___ The records

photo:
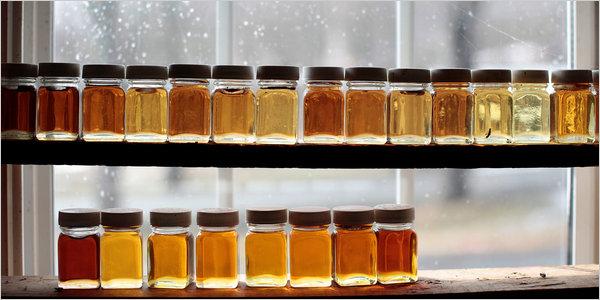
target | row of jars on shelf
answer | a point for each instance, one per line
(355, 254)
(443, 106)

______
___ The records

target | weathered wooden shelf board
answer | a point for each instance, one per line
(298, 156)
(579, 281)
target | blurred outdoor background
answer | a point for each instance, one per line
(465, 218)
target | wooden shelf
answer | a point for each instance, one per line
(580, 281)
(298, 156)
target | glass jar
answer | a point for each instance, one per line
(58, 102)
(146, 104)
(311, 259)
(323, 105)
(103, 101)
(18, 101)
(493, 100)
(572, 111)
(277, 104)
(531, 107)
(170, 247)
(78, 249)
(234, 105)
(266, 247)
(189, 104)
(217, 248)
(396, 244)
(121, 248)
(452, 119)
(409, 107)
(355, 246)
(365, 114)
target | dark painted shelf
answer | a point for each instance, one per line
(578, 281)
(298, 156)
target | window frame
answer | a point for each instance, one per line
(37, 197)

______

> [Required action] Show every line of the data in which the word "shelf" appears.

> [Answer to this exercise]
target | row of jars on shelf
target | weathered wooden shelf board
target | wooden shelf
target | dark painted shelf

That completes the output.